> What the task asks
Extract the entries in their exact form.

*** Opening Data to use ***

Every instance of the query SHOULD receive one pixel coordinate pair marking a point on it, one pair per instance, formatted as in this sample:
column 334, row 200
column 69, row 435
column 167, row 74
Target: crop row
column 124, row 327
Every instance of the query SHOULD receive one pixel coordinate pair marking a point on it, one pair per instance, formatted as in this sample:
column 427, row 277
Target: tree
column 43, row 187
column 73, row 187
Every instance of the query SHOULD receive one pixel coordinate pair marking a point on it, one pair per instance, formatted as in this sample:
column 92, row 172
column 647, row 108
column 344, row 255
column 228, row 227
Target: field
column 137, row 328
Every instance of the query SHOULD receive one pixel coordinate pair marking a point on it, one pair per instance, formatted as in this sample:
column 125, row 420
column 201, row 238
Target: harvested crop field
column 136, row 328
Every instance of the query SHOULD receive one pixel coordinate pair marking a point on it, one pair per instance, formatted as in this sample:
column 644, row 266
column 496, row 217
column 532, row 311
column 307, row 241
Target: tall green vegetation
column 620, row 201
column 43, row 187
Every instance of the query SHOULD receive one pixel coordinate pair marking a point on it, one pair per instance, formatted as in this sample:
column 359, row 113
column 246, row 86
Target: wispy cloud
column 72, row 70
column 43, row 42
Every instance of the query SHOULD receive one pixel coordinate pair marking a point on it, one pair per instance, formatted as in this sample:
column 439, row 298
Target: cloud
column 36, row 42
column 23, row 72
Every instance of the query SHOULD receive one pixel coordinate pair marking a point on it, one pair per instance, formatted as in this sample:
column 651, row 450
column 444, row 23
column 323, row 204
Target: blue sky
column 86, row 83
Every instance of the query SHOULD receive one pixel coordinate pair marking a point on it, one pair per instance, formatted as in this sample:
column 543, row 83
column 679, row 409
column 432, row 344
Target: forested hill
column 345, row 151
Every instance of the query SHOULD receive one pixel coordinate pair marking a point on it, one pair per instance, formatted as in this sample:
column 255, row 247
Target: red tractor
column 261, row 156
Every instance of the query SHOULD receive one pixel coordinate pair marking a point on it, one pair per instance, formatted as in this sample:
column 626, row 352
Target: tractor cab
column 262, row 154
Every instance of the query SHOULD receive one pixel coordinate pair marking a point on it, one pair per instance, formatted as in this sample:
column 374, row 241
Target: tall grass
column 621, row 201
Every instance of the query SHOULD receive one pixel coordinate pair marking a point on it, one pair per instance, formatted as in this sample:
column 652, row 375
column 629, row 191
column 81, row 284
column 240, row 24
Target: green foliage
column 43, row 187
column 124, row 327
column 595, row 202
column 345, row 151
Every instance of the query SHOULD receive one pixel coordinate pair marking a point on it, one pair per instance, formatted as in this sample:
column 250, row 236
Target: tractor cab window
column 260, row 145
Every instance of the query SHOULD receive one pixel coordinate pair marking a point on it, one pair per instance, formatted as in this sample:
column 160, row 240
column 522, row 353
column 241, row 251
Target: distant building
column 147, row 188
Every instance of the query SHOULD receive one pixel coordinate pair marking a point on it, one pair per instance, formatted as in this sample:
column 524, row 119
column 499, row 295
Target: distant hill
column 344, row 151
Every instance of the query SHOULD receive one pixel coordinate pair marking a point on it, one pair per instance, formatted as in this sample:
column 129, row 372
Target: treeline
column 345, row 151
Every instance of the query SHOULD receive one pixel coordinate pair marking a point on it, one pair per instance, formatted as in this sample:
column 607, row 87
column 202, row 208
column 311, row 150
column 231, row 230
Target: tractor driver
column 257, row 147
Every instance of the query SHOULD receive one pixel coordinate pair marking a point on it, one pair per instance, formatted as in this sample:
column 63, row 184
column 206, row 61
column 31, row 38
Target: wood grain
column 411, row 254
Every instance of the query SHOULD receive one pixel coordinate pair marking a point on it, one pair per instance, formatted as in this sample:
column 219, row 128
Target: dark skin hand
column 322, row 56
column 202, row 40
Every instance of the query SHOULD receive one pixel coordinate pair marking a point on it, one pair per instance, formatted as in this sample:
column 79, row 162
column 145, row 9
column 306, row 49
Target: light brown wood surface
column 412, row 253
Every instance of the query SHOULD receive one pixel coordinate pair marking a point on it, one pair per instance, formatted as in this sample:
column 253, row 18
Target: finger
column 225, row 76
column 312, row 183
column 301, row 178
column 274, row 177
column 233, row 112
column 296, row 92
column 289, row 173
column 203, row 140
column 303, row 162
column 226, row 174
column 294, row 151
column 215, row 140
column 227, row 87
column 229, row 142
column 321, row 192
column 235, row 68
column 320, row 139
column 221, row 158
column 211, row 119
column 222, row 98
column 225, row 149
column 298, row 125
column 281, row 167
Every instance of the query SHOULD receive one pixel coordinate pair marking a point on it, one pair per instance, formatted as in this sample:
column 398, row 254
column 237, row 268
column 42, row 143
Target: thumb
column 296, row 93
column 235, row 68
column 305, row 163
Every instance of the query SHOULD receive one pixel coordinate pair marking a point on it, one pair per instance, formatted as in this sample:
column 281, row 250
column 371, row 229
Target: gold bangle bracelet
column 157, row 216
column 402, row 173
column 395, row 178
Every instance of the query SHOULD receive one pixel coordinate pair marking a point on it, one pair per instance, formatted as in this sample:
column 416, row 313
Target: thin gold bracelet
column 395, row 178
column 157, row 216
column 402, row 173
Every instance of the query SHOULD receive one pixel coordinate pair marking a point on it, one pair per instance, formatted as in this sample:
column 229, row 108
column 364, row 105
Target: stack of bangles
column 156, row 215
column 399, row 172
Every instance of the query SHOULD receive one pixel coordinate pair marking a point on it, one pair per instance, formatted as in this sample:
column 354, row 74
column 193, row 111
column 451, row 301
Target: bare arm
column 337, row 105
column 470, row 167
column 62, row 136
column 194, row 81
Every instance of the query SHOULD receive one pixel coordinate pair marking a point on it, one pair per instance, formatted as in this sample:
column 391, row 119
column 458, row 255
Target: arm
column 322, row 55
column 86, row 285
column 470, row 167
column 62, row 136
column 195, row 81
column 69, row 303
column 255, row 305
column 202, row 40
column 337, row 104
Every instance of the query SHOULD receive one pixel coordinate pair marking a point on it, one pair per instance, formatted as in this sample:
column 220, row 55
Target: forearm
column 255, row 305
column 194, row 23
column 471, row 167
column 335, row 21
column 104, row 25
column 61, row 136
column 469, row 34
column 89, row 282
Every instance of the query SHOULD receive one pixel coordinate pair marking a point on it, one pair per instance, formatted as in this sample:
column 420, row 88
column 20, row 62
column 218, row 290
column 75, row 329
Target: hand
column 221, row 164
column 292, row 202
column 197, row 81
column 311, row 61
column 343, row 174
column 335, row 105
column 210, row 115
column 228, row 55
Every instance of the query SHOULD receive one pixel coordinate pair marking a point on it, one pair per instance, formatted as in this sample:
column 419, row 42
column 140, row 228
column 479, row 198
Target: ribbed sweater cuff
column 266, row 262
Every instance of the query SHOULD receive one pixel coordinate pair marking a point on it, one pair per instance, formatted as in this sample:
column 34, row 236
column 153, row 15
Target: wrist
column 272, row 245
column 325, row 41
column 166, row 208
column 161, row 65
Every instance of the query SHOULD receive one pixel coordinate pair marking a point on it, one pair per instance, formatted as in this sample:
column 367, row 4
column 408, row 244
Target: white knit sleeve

*** Closing Data to use ***

> Final answer
Every instance of the query SHOULD receive one pixel coordinate pair marking a point on it, one pair per instance, formatted as in this sample:
column 334, row 200
column 69, row 435
column 167, row 74
Target: crop row
column 124, row 327
Every instance of the query SHOULD receive one pixel coordinate pair marking a point on it, one pair per instance, formatted as in this sample:
column 427, row 277
Target: tree
column 43, row 187
column 73, row 187
Every instance of the query SHOULD receive one pixel coordinate pair marking a point on it, one pair per instance, formatted as in this sample:
column 92, row 172
column 647, row 108
column 344, row 255
column 228, row 227
Target: field
column 137, row 328
Every instance of the query SHOULD receive one pixel coordinate pair marking a point on it, one pair per instance, formatted as in this sample:
column 125, row 420
column 201, row 238
Target: harvested crop field
column 136, row 328
Every instance of the query SHOULD receive one pixel coordinate pair marking a point on it, one pair per instance, formatted as in this sample:
column 644, row 266
column 496, row 217
column 532, row 311
column 307, row 241
Target: tall green vegetation
column 620, row 201
column 43, row 187
Every instance of the query SHOULD receive one pixel coordinate pair marking a point on it, one pair per instance, formatted as in this sample:
column 359, row 113
column 246, row 86
Target: wispy cloud
column 72, row 70
column 43, row 42
Every instance of the query SHOULD receive one pixel coordinate pair marking a point on it, one pair per instance, formatted as in this sample:
column 439, row 298
Target: cloud
column 36, row 42
column 23, row 72
Every instance of the query SHOULD receive one pixel coordinate pair marking a point on it, one pair per instance, formatted as in this sample:
column 651, row 450
column 444, row 23
column 323, row 204
Target: blue sky
column 86, row 83
Every instance of the query SHOULD receive one pixel coordinate pair marking a point on it, one pair per instance, formatted as in this sample:
column 543, row 83
column 679, row 409
column 432, row 344
Target: forested hill
column 345, row 151
Every instance of the query SHOULD receive one pixel coordinate pair marking a point on it, one pair per instance, formatted as in this sample:
column 255, row 247
Target: red tractor
column 261, row 156
Every instance of the query SHOULD receive one pixel coordinate pair marking a point on it, one pair per instance, formatted as in this sample:
column 626, row 352
Target: tractor cab
column 262, row 154
Every instance of the query SHOULD receive one pixel coordinate pair marking a point on it, one pair per instance, formatted as in this sample:
column 374, row 241
Target: tall grass
column 621, row 201
Every instance of the query SHOULD receive one pixel coordinate pair marking a point on it, one pair per instance, formatted as in this sample:
column 652, row 375
column 629, row 191
column 81, row 284
column 240, row 24
Target: green foliage
column 43, row 187
column 124, row 327
column 595, row 202
column 345, row 151
Every instance of the query SHOULD receive one pixel coordinate pair marking a point on it, one pair per instance, formatted as in this sample:
column 250, row 236
Target: tractor cab window
column 260, row 145
Every instance of the query SHOULD receive one pixel coordinate pair marking a point on it, one pair per instance, formatted as in this sample:
column 160, row 240
column 522, row 353
column 241, row 251
Target: distant building
column 147, row 188
Every instance of the query SHOULD receive one pixel coordinate pair marking a point on it, one pair per instance, formatted as in this sample:
column 524, row 119
column 499, row 295
Target: distant hill
column 344, row 151
Every instance of the query SHOULD receive one pixel coordinate pair marking a point on it, one pair per instance, formatted as in this sample:
column 129, row 372
Target: treeline
column 345, row 151
Every instance of the query SHOULD receive one pixel coordinate pair marking a point on it, one pair per instance, formatted as in this sample:
column 607, row 87
column 202, row 208
column 311, row 150
column 231, row 230
Target: tractor driver
column 257, row 147
Every instance of the query SHOULD receive one pixel coordinate pair marking a point on it, one pair per instance, formatted as in this sample:
column 63, row 184
column 206, row 61
column 31, row 38
Target: wood grain
column 411, row 254
Every instance of the query SHOULD receive one pixel coordinate pair marking a point on it, one pair per instance, formatted as in this sample:
column 219, row 128
Target: dark skin hand
column 322, row 56
column 202, row 40
Every instance of the query SHOULD receive one pixel coordinate pair marking a point on it, one pair per instance, formatted as in this sample:
column 79, row 162
column 145, row 9
column 306, row 49
Target: light brown wood surface
column 412, row 253
Every instance of the query SHOULD receive one pixel coordinate pair marking a point on it, one pair per instance, formatted as in this sample:
column 253, row 18
Target: finger
column 225, row 76
column 312, row 183
column 301, row 178
column 274, row 177
column 233, row 112
column 296, row 92
column 289, row 173
column 203, row 140
column 303, row 162
column 226, row 174
column 294, row 151
column 215, row 140
column 227, row 87
column 229, row 142
column 321, row 192
column 235, row 68
column 320, row 139
column 221, row 158
column 211, row 119
column 222, row 98
column 225, row 149
column 298, row 125
column 281, row 167
Every instance of the query SHOULD receive one pixel coordinate pair marking a point on it, one pair per instance, formatted as in this sample:
column 398, row 254
column 237, row 268
column 42, row 143
Target: thumb
column 296, row 93
column 235, row 68
column 305, row 163
Every instance of the query SHOULD receive one pixel coordinate pair marking a point on it, one pair per instance, formatted as in this sample:
column 281, row 250
column 371, row 229
Target: gold bangle bracelet
column 157, row 216
column 402, row 173
column 395, row 178
Every instance of the query SHOULD receive one pixel coordinate pair marking a point on it, one pair per instance, formatted as in this sample:
column 416, row 313
Target: thin gold bracelet
column 395, row 178
column 157, row 216
column 402, row 173
Every instance of the query SHOULD receive one pixel coordinate pair marking a point on it, one pair per instance, formatted as in this sample:
column 229, row 108
column 364, row 105
Target: stack of bangles
column 156, row 215
column 399, row 172
Every instance of the query SHOULD receive one pixel coordinate pair marking a point on it, one pair per instance, formatted as in this sample:
column 354, row 74
column 193, row 111
column 451, row 301
Target: bare arm
column 337, row 105
column 470, row 167
column 62, row 136
column 194, row 81
Every instance of the query SHOULD receive one pixel coordinate pair marking a point on it, one pair per instance, formatted as in this sample:
column 391, row 119
column 458, row 255
Target: arm
column 322, row 55
column 86, row 285
column 470, row 167
column 62, row 136
column 195, row 81
column 69, row 303
column 255, row 305
column 202, row 40
column 337, row 104
Every instance of the query SHOULD receive one pixel coordinate pair marking a point on it, one pair per instance, formatted as in this sample:
column 220, row 55
Target: forearm
column 255, row 305
column 194, row 23
column 471, row 167
column 335, row 21
column 104, row 25
column 61, row 136
column 469, row 34
column 89, row 282
Every instance of the query SHOULD receive one pixel coordinate pair marking a point on it, one pair per instance, formatted as in this sample:
column 420, row 88
column 20, row 62
column 218, row 290
column 75, row 329
Target: hand
column 221, row 164
column 292, row 202
column 197, row 81
column 311, row 61
column 343, row 174
column 335, row 105
column 210, row 115
column 228, row 55
Every instance of the query SHOULD receive one pixel coordinate pair marking a point on it, one pair per instance, formatted as in this sample:
column 419, row 42
column 140, row 228
column 479, row 198
Target: ribbed sweater cuff
column 266, row 262
Every instance of the query SHOULD receive one pixel coordinate pair marking a point on it, one pair per instance, formatted as in this sample:
column 34, row 236
column 153, row 15
Target: wrist
column 272, row 245
column 325, row 41
column 166, row 208
column 161, row 65
Every instance of the query SHOULD receive one pixel coordinate pair marking a point on it, one pair per instance, formatted as in this sample:
column 367, row 4
column 408, row 244
Target: white knit sleeve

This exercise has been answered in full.